Start QUOTED PASSAGE

The Great Debate: Will the Fiesta Bowl Winner be on track to the 2010 BCS Title Game

Kevan from our Boise site and I went back and forth about can the winner of this game -- or any non-BCS team -- get a legit shot at the national title, next year or ever within the current system.  This is long but well worth the read.

Kevan:  The Broncos can lose the Fiesta Bowl without it affecting their 2010 national championship aspirations for two reasons: 1) Boise State is deep enough, its schedule is strong enough, and other college football teams are inconsistent enough for BSU to work its way into contention by the start of the year, and 2) this is college football, non-BCS teams are never in serious national championship consideration anyways.

Of course, you can't believe both reasons at the same time unless you were like a Unitarian or something. It is either one or the other, yet both serve to prove my side of the debate that the Fiesta Bowl outcome does not matter.

Jeremy, let me take you back two months. Boise State was the No. 4 team in the BCS standings after nonconference play had finished. The Broncos had not started the season with any national championship talk, they had lost their bowl game the season prior, they had a total of five seniors on the team. Yet there they were stuffing Jay Mariotti's AOL blogumns with national championship talk.

Jeremy, let me take you back two weeks. TCU was the de facto second best team in the country in the eyes of virtually everybody. The only other undefeated BCS teams were a deserving Alabama, a dogged Texas, and a plucky Cincinnati. The national championship game, in the opinion of many (including, probably, Jay Mariotti), should have been TCU versus Alabama. Instead, the Horned Frogs finished fourth in the final BCS standings.

Whether a national championship for a non-BCS can happen or not, one thing's for sure: The 2010 Fiesta Bowl will matter very little.

Jeremy: If 2010 is anything like 2009 with multiple undefeated teams then yes a win over TCU in the Fiesta Bowl is needed to propel Boise State to gain even more national title consideration.  A win in the Fiesta Bowl most likely will have them finish this season ranked as high as number three, because the only teams that would be ahead of Boise would be the Texas/Alabama and Florida/Cincinnati winner.

End QUOTED PASSAGE

- **PROBLEM TO WORK ON**
Please resume the debate about whether the Fiesta Bowl winner can contend for the 2010 national title, carrying on from its last sentence.

Start DATA SUPPLIED

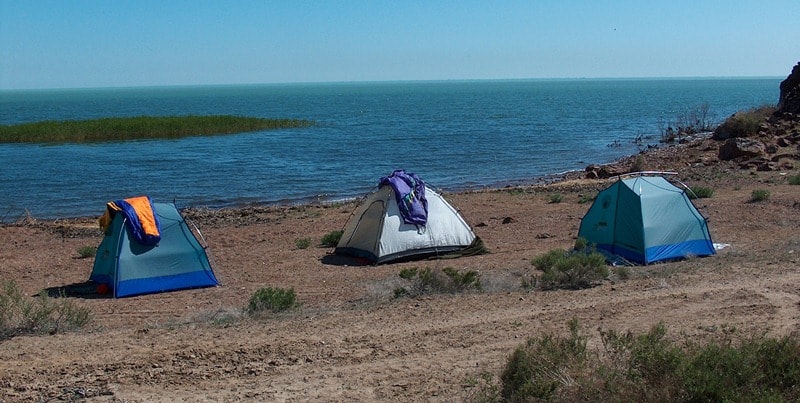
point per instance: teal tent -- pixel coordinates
(646, 219)
(176, 262)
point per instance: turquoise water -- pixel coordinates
(454, 134)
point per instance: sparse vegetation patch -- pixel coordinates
(759, 195)
(700, 192)
(272, 299)
(41, 315)
(569, 269)
(648, 367)
(427, 281)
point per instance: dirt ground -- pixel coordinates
(351, 340)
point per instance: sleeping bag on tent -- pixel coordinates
(379, 232)
(129, 267)
(645, 220)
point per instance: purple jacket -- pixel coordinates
(409, 191)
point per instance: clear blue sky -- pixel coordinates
(108, 43)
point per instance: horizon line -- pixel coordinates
(145, 86)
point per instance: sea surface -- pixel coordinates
(455, 135)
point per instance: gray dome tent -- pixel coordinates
(376, 231)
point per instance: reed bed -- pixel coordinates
(139, 128)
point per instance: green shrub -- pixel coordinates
(42, 315)
(331, 239)
(272, 299)
(571, 270)
(622, 272)
(700, 192)
(302, 243)
(87, 251)
(583, 199)
(651, 367)
(743, 124)
(758, 195)
(427, 281)
(537, 369)
(581, 244)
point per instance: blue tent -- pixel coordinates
(128, 267)
(645, 220)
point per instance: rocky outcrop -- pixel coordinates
(789, 100)
(763, 139)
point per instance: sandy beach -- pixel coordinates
(351, 340)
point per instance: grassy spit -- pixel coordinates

End DATA SUPPLIED

- **RESULT FOR THIS TASK**
Even though college football polls are supposed to reflect the current season, but that is a lie as historical and recent success are taken in account for preseason rankings, so a top three finish this year will help out next year.
 
A Boise win going into next year will have them much higher then the 16th ranking they had going into the 2009 season.  Going into 2010 Boise State has a realistic chance of being in the top five with a win.  Depending on NFL defections Boise would be in the mix for a top five spot with Alabama, Oregon, Miami, Ohio State, Florida, Texas, LSU, and Virginia Tech.

By starting in the top five Boise will not have to climb as much to get to the number two spot and will have to rely less on teams ahead losing just so they will move up.  Also, the Bronco's schedule is tougher then last year with three bowl teams on the non-conference schedule with Wyoming, Oregon State, and Virginia Tech and seven overall within WAC play.  These teams -- specifically Oregon State and Virginia Tech-- will keep the Broncos from slipping as they did this year.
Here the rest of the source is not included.